SELECTED PASSAGE:
★ ★ ★

Regardless, however, it is vital for the one who is IP’d stigmatized, and scapegoated to assert themselves and follow through. It is critical for them to know their truth. Often, families cannot tolerate such independence of thinking, for reasons having to do with surrender and letting go, giving others permission to have their own experience.
As the first slate in my film, Voices That Heal, says, “Stigma is born in the mindset of fear and discrimination, and occurs when social norms are challenged.” A person’s ‘different’ way of being, believing, thinking, acting, and talking is what challenges the social norms, and when hidden feelings and beliefs of others come to light, usually in the form of discrimination.
How do we respond to this challenge of our beliefs? And how do we embrace change? These are all questions we can ask ourselves, and that will bring us a higher degree of self-awareness, that can then translate into healing for all concerned, for the entire system.

★ ★ ★

DATA SUPPLIED:
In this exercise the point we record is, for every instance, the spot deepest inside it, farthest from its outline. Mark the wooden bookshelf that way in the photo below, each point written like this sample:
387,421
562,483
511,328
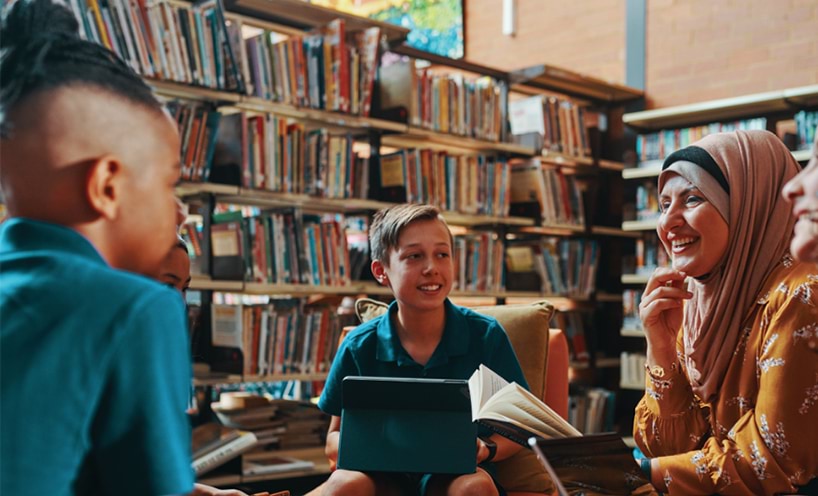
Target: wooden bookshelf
535,79
613,231
632,333
640,225
727,108
642,172
418,137
305,15
635,278
216,379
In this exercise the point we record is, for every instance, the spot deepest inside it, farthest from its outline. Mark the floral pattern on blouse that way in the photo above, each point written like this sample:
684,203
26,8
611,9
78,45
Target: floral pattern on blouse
752,438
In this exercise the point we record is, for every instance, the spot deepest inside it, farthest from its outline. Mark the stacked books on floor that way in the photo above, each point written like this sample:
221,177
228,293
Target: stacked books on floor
281,427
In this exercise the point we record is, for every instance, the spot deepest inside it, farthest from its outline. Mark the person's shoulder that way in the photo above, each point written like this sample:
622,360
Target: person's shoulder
365,332
475,318
796,283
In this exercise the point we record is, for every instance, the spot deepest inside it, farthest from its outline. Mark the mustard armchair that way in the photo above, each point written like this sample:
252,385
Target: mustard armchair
543,356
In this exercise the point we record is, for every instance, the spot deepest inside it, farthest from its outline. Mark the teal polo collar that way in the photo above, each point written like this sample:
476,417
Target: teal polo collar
454,342
25,235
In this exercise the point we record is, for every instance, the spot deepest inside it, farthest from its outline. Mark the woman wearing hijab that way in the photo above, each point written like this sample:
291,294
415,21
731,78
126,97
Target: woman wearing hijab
731,399
802,192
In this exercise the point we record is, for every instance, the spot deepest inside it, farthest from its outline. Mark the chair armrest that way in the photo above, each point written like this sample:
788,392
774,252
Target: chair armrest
556,376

★ ★ ★

TASK A:
Reproduce the passage on stigma word for word, everything from "Regardless, however, it" down to "their own experience.".
TASK B:
Add the next few sentences to the passage on stigma and scapegoating in families, picking up after its final line.

WRITTEN REPLY A:
Regardless, however, it is vital for the one who is IP’d stigmatized, and scapegoated to assert themselves and follow through. It is critical for them to know their truth. Often, families cannot tolerate such independence of thinking, for reasons having to do with surrender and letting go, giving others permission to have their own experience.

WRITTEN REPLY B:
I only could follow through with my healing when my partner faced himself, saw his contribution to my stress (his projections and double-binding), and finally cut the crap and shifted into his real self, rather than his defensive self. He took his queue from my healing, and now I am his teacher and guide. He loves it, feels well cared for and partnered with.
Takes two to tango, and it takes more than one person to create what we are calling ‘mental illness,’ ‘psychosis,’ whatever. I think it comes more from people driving other people crazy, literally, rather than from isolation. People can exist very peacefully in solitude, if they are comfortable with themselves.
Transcendentalism is for real–nature, solitude, communing with God, etc. It’s a really nice respite from having to deal with others’ projections, and only focused on what we desire to create. Seeing ourselves through they heart and mind of God is quite revealing, and we all have this power, because we are all part of that God-energy that is everything, like it or not.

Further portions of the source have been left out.